▶ _EXTRACT TO READ_
>> START
Southern cuisine is having a new rebel moment in kitchens everywhere. We ate it up
You think you know what Southern food is, even if you've never clutched a fork south of the Mason-Dixon. It's a sea of saucy mahogany and burnt beige splattered across checkered tablecloths, with a bucket of tea like melted cotton candy to wash it all down. Right?
Drive through the region and it's easy to see the Southern fried stereotypes. But pull over and start tasting, and you'll discover the remarkable complexity of this loaded land. "We're seeing a true renaissance in Southern food," says John T. Edge, director of the Southern Foodways Alliance. "We're doing it in our own way—it's honest and distinctive and real."
These days, a growing cadre of Southern cooks have cut down on grease, shaken off excess flour, and added freshness to their plates. And I'm setting off on a Deep South road trip to taste it all. As a guide, I've enlisted chef Sean Brock, James Beard Award winner and arguably the most influential voice in the Southern kitchen right now. Brock grew up eating butter beans from his grandma's garden; now he talks Southern food on TV with Charlie Rose. He's a busy man, but when I ask him if he can spare a few days for the journey, he's unequivocal: "Let's make it a week."
>> END
▶ _RECORD LIST_
>> START
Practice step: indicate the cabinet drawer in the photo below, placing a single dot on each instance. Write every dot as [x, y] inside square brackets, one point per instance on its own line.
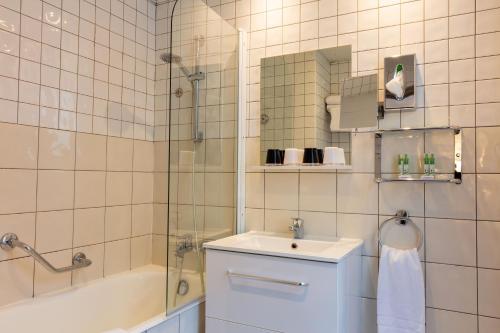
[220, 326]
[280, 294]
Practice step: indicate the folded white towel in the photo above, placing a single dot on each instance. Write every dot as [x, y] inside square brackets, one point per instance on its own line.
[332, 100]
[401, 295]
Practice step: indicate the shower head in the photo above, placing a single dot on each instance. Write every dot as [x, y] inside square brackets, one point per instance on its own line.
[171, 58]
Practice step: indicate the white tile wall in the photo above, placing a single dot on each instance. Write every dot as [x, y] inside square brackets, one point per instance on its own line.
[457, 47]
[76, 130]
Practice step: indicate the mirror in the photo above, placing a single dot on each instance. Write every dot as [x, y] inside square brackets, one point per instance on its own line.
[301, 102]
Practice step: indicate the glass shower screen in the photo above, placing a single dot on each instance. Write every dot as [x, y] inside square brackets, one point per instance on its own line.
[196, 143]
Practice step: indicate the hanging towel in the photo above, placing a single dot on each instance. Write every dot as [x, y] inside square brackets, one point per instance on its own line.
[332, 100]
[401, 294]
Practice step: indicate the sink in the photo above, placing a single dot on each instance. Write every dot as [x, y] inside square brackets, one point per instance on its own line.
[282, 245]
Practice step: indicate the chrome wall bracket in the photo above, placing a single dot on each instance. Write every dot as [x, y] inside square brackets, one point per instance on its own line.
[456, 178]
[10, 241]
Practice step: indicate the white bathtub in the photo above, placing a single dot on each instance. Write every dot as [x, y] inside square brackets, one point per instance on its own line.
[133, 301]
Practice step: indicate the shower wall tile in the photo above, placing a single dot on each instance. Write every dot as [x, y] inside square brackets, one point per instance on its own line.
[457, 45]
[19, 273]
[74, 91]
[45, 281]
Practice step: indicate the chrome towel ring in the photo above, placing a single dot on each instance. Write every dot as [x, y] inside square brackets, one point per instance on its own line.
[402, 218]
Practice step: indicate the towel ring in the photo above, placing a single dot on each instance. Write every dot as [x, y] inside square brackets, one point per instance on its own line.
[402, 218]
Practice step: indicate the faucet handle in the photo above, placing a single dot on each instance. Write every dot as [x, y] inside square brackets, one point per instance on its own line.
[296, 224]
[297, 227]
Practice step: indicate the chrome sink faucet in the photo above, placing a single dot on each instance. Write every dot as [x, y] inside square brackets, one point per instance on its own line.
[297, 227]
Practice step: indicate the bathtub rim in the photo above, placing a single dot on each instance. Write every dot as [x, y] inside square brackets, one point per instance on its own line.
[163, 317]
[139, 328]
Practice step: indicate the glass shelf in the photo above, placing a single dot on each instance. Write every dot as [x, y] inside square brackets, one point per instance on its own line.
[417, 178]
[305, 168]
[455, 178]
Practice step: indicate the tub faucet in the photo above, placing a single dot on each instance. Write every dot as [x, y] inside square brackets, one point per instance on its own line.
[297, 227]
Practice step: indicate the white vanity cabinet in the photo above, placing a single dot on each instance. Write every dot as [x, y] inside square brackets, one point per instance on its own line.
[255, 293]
>> END
▶ _TASKS_
a – Give again the passage of the Southern food article above between "Southern cuisine is" and "all down. Right?", inclusive.
b – According to the Southern food article above, what changes has a growing cadre of Southern cooks made to their cooking? List them all.
c – Go on with the Southern food article from the point where it stops.

▶ _ANSWERS BELOW_
a –
Southern cuisine is having a new rebel moment in kitchens everywhere. We ate it up
You think you know what Southern food is, even if you've never clutched a fork south of the Mason-Dixon. It's a sea of saucy mahogany and burnt beige splattered across checkered tablecloths, with a bucket of tea like melted cotton candy to wash it all down. Right?

b –
- Cut down on grease
- Shaken off excess flour
- Added freshness to their plates

c –
DAYS 1+2: CHARLESTON, SC
A journey of a thousand meals begins with a single bite, and if there is a better bite than Brock's crispy pig-ear lettuce wraps, I have yet to sink my teeth into it.
It's the New South in the palm of my hand: an unfairly maligned cut of pig brightened with fresh and pickled garden vegetables. Its flavors are classic Southern, while its form, borrowed from the lettuce-wrapping traditions of Asia, winks at the demographic shifts of a region that was once nearly all black and white. This bodes well for the week ahead.
My journey begins in Brock's backyard, where a new crop of Southern restaurants effortlessly balances richness and vibrancy. At the Macintosh, featherweight fare like red quinoa with seasonal vegetables sits side by side with bone-marrow bread pudding. The serious sandwich architects at Butcher & Bee tweak classics like pulled pork by swapping in pulled squash and crowning it with smoked coleslaw.
When I sit down at Brock's flagship restaurant, McCrady's, any remaining assumptions I had about Southern food evaporate: In nine courses, I eat nothing fried, nothing beige, and no meat to speak of. Instead I dine on tiles of raw swordfish with sea urchin and rose petals, grilled mako shark with sun-chokes and a shamrock-green herb puree, and cabbage-wrapped onion with a sweet puddle of rutabaga. Brock may look like a good ol' Southern boy, but I see proof of a true vegetable lover when I peer at his left arm: a tattooed mural of carrots and candy-stripe beets. One hundred hours of needles have rendered his skin a fleshy vegetable garden.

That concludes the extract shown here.